To start, the pair have rented two joined offices in a co-working space known as Hudson One at 53 Hudson in Nyack. They have two full-time employees, and a third part-time worker. They’re already busting out of their space and are waiting for Hudson One to continue its buildout of co-working spaces so they can expand.

“We can already see that we are growing and that we are going to need more space,” said Child.

The pair, who had previously worked together in a corporate tower in Pearl River, said they have found freedom and community by taking a month-to-month lease in the heart of the Village of Nyack.

“The corporate park experience made you feel a bit trapped,” said Child. “It could feel dead in there. But this is a moving town. You can pop out for a mental break and take a walk down the block. It’s easy to get lunch. This makes for better productivity.”

The pair also benefit from the uniqueness of the co-working environment which puts them in direct contact with professionals from a variety of fields.

“These people, like us, have an entrepreneurial mindset,” said Alvarado. “They are running their own business. This is a good fit.”

> **EXERCISE TASK 1**:
In the article on the Nyack co-working space, what kind of lease did the pair take?
> **EXERCISE TASK 2**:
Extend the article about the pair's move to a Nyack co-working space past its final line.

> **MATERIAL**:
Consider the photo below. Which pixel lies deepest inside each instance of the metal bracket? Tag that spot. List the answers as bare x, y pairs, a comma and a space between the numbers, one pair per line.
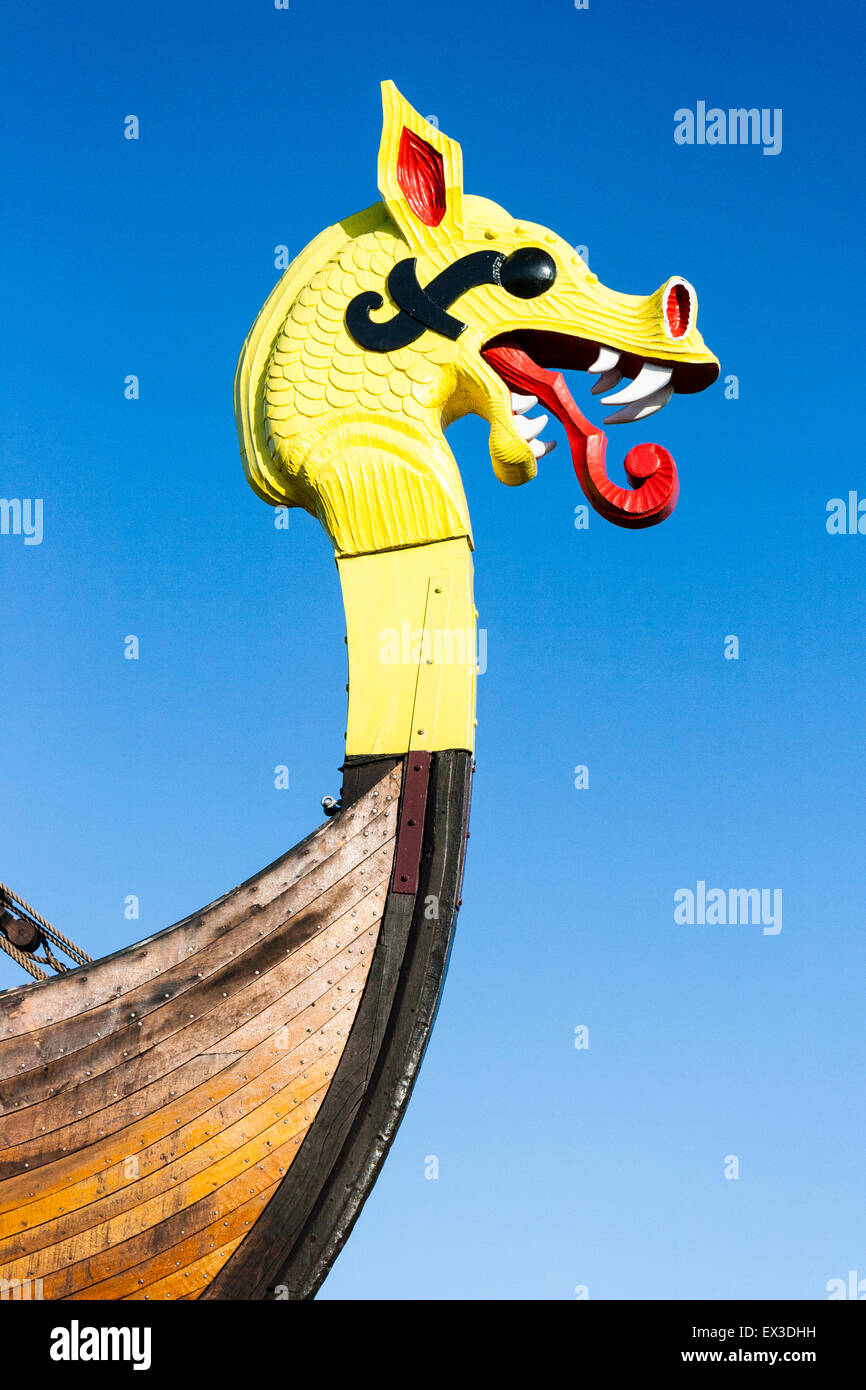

> **FINAL RESULT 1**:
A month-to-month lease.

> **FINAL RESULT 2**:
LO Media is not Alvarado’s first entrepreneurial rodeo – years ago he founded a web development and graphic design agency, which remains a separate entity but is now farming out work to the LO Media team. LO Media’s clients include Axiom Communications, the Meadowlands Chamber of Commerce, and Procida Funding.

The team says it does a lot of “white labeling,” meaning they are hired by other agencies to work for their clients.

Meanwhile, in the frantic ramp up to get the business off the ground, they have learned that sometimes the hardest part of launching a business, and in this case a marketing company, is taking care of the company’s own marketing and brand development.

“We’ve been so busy,” said Child. “We’ve had so many word-of-mouth referrals. It’s been a good couple of months with a good outlook. We foresee hiring and expanding. We just need to find a bit more time to work on ourselves.”